##### Records shown

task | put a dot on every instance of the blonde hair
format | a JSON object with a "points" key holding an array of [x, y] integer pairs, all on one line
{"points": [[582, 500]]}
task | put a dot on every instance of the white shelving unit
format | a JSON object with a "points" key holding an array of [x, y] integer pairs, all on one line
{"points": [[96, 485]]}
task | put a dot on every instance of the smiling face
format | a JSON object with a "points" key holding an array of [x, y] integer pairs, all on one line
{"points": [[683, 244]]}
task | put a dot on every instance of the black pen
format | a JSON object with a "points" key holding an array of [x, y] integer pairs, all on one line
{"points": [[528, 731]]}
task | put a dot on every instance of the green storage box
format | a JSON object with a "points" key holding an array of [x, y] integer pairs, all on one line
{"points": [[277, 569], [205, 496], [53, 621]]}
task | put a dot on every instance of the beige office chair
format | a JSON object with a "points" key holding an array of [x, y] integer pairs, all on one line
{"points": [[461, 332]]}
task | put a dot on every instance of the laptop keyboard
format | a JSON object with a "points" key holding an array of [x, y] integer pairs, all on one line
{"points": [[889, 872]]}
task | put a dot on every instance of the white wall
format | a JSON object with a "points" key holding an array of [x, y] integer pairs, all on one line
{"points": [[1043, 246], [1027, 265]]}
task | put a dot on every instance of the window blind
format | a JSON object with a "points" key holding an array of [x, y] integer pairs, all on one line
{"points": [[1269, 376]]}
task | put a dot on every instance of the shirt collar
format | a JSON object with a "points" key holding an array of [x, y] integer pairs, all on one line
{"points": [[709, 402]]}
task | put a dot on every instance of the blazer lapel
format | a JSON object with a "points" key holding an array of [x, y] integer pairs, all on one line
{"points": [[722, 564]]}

##########

_Your instructions_
Go through the records above and return each line in which the word "instance" occurs.

_Reply_
task | put a dot on every instance of the blonde hair
task | put a dot on every instance of the white shelving unit
task | put a dot on every instance of the smiling face
task | put a dot on every instance of the black pen
task | put a dot on every instance of the green storage box
task | put a dot on every instance of the beige office chair
task | put a dot on every instance of the laptop keyboard
task | put a dot on every instance of the white wall
task | put a dot on every instance of the window blind
task | put a dot on every instance of the shirt collar
task | put a dot on every instance of the blazer lapel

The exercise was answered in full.